### AUFGABENSTELLUNG
1/ Schreiben Sie aus der Gerichtsentscheidung den Abschnitt wortgetreu ab, der mit den Worten „Die Antragstellerin vertritt“ einsetzt und mit „Aussicht auf Erfolg.“ schließt.
2/ Übertragen Sie diesen Satz aus der Gerichtsentscheidung ins Englische: „Verbindlichkeiten eines Ehegatten aus einer während der Ehe begangenen Straftat mindern dessen Endvermögen.“

### QUELLENAUSZUG

Leitsatz (amtlich)

Verbindlichkeiten eines Ehegatten aus einer während der Ehe begangenen Straftat mindern dessen Endvermögen.

 

Tenor

Der Antrag der Antragstellerin vom 17.9.2002 auf Bewilligung von Prozesskostenhilfe für die Durchführung der Berufung wird zurückgewiesen.

Die Entscheidung ergeht gerichtsgebührenfrei; außergerichtliche Kosten werden nicht erstattet.

 

Gründe

I. Das AG – FamG – W. hat mit Verbundurteil vom 26.7.2002 (Az.: ES) den Antragsgegner u.a. zur Zahlung von 1.963,38 Euro als Zugewinnausgleich verurteilt und die weiter gehende Klage auf Zugewinnausgleich i.H.v. 2.432,52 Euro abgewiesen. Bei der Berechnung des Endvermögens des Antragsgegners hat das AG Verbindlichkeiten i.H.v. 9.551,86 DM abgezogen. Diese resultieren unstr. aus einer Straftat des Antragsgegners. Der Antragsgegner wurde vom LG H. am 6.9.2000 wegen Vergewaltigung einer Studentin zu fünf Jahren Haft verurteilt. Der Betrag von 9.551,80 DM rührt teilweise aus der Opferentschädigung, teilweise aus Zahlungen an die Gerichtskasse und Rechtsanwälte.

Die Antragstellerin vertritt die Auffassung, nach Treu und Glauben könne eine Minderung des Endvermögens des Antragsgegners nicht erfolgen, soweit es um die Verbindlichkeiten aus der Straftat gehe …

II. Der Antrag auf Bewilligung von Prozesskostenhilfe ist zwar zulässig, aber unbegründet.

Die beabsichtigte Prozessführung bietet nach dem bisherigen Vorbringen der Parteien keine hinreichende Aussicht auf Erfolg.

Das AG Weinheim hat bei der Berechnung des Endvermögens des Antragsgegners berechtigterweise die aus der Straftat resultierenden Verbindlichkeiten i.H.v. 9.551,86 DM abgezogen.

### AUFLISTUNG
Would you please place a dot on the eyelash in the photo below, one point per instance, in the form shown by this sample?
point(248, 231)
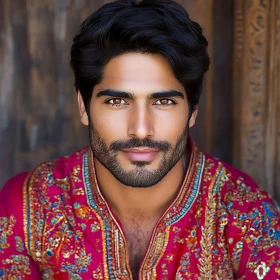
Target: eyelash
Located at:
point(161, 105)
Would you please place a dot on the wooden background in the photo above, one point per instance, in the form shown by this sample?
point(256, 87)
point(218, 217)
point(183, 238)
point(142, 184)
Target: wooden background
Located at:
point(238, 114)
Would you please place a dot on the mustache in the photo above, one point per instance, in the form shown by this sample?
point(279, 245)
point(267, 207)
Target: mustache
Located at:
point(137, 143)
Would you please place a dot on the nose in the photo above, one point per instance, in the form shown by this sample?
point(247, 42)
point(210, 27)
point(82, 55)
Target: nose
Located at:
point(141, 123)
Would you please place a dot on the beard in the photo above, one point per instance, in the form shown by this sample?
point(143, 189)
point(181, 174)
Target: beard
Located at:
point(139, 177)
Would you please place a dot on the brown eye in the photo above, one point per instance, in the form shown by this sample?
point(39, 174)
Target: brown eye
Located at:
point(116, 102)
point(165, 102)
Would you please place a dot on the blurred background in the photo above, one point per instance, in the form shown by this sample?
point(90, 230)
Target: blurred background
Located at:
point(239, 112)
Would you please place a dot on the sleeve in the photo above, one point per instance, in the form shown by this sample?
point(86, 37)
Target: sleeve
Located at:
point(254, 234)
point(15, 263)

### LÖSUNGEN
1/
Die Antragstellerin vertritt die Auffassung, nach Treu und Glauben könne eine Minderung des Endvermögens des Antragsgegners nicht erfolgen, soweit es um die Verbindlichkeiten aus der Straftat gehe …

II. Der Antrag auf Bewilligung von Prozesskostenhilfe ist zwar zulässig, aber unbegründet.

Die beabsichtigte Prozessführung bietet nach dem bisherigen Vorbringen der Parteien keine hinreichende Aussicht auf Erfolg.

2/ Liabilities of a spouse arising from a criminal offense committed during the marriage reduce that spouse's final assets.